EXERCISE GOAL
Identify each line below that contains the string "clicks", with case counting, and copy every such line in full.

PROVIDED RECORDS
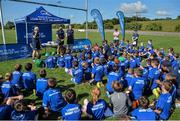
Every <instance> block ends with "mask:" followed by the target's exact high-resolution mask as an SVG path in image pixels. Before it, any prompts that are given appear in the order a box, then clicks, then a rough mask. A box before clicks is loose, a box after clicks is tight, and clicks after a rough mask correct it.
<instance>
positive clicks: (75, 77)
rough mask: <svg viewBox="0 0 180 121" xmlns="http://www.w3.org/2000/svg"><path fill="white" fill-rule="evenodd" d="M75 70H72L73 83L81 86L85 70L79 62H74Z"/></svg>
mask: <svg viewBox="0 0 180 121" xmlns="http://www.w3.org/2000/svg"><path fill="white" fill-rule="evenodd" d="M73 66H74V67H73V69H72V76H73V78H72V79H71V81H72V82H74V83H75V84H80V83H81V82H82V80H83V69H82V68H80V67H79V65H78V61H74V62H73Z"/></svg>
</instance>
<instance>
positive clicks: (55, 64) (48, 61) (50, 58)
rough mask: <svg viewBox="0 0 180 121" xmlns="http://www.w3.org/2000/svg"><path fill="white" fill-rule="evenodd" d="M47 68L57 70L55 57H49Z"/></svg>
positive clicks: (46, 62) (55, 58)
mask: <svg viewBox="0 0 180 121" xmlns="http://www.w3.org/2000/svg"><path fill="white" fill-rule="evenodd" d="M45 63H46V67H47V68H55V67H56V57H55V56H49V57H47V59H46V60H45Z"/></svg>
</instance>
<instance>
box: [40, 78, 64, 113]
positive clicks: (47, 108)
mask: <svg viewBox="0 0 180 121" xmlns="http://www.w3.org/2000/svg"><path fill="white" fill-rule="evenodd" d="M56 84H57V82H56V79H55V78H49V79H48V87H49V89H48V90H46V91H45V92H44V94H43V101H42V103H43V104H42V105H43V107H44V109H45V114H46V115H47V116H48V115H49V113H50V112H51V113H60V112H61V110H62V108H63V107H64V106H65V105H66V101H65V100H64V98H63V96H62V94H61V92H60V91H59V89H57V88H56Z"/></svg>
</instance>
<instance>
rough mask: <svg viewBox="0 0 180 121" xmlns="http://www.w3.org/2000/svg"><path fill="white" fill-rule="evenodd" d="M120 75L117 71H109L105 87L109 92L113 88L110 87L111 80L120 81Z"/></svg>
mask: <svg viewBox="0 0 180 121" xmlns="http://www.w3.org/2000/svg"><path fill="white" fill-rule="evenodd" d="M120 79H121V77H120V75H119V74H118V73H117V72H110V73H109V74H108V77H107V80H108V81H107V84H106V89H107V90H108V91H109V92H110V93H113V92H114V90H113V88H112V86H111V85H112V82H113V81H120Z"/></svg>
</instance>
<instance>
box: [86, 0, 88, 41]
mask: <svg viewBox="0 0 180 121" xmlns="http://www.w3.org/2000/svg"><path fill="white" fill-rule="evenodd" d="M86 39H88V0H86Z"/></svg>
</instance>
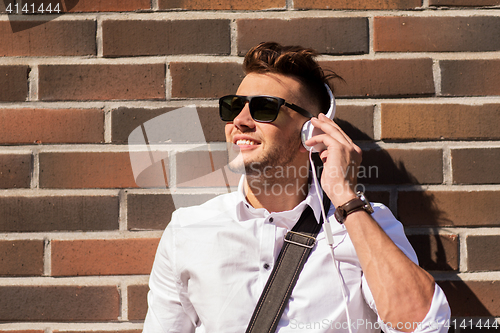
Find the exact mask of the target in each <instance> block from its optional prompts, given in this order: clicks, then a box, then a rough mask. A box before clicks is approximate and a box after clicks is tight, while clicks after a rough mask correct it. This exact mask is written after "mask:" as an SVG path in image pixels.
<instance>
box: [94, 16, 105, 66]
mask: <svg viewBox="0 0 500 333" xmlns="http://www.w3.org/2000/svg"><path fill="white" fill-rule="evenodd" d="M102 21H103V19H102V15H100V14H97V18H96V36H95V39H96V48H97V49H96V54H97V58H102V57H103V54H104V53H103V48H104V46H103V36H102Z"/></svg>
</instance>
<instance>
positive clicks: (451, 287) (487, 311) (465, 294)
mask: <svg viewBox="0 0 500 333" xmlns="http://www.w3.org/2000/svg"><path fill="white" fill-rule="evenodd" d="M437 282H438V284H439V285H440V287H441V288H443V291H444V292H445V294H446V298H448V302H449V304H450V307H451V315H452V316H455V317H470V316H495V317H498V316H499V315H500V281H437ZM458 322H460V321H458ZM457 327H458V325H457Z"/></svg>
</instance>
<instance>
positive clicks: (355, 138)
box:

TASK OUTPUT
Every <instance> block ends with "mask:" followed by the target's exact high-resolution mask as an SVG path in image pixels. Before it, any prompts that are given appear in the order a box, then clicks, then a rough mask. A box before clicks is loose, a box after clicks is tight, and clicks after a rough mask correct it.
positive clicks: (75, 77)
positive clicks: (55, 64) (48, 61) (50, 58)
positive clicks: (46, 62) (55, 58)
positive clicks: (47, 108)
Find the exact mask of the target in each <instance> block from its optional prompts, given in this order: clicks, then a box, then a rough mask. A box before clicks is approximate and a box after clicks is tight, while clicks after a rough mask correct it. This exact mask is written after "mask:" as an SVG path in image pixels.
positive clicks: (451, 287) (487, 311) (465, 294)
positive clicks: (355, 138)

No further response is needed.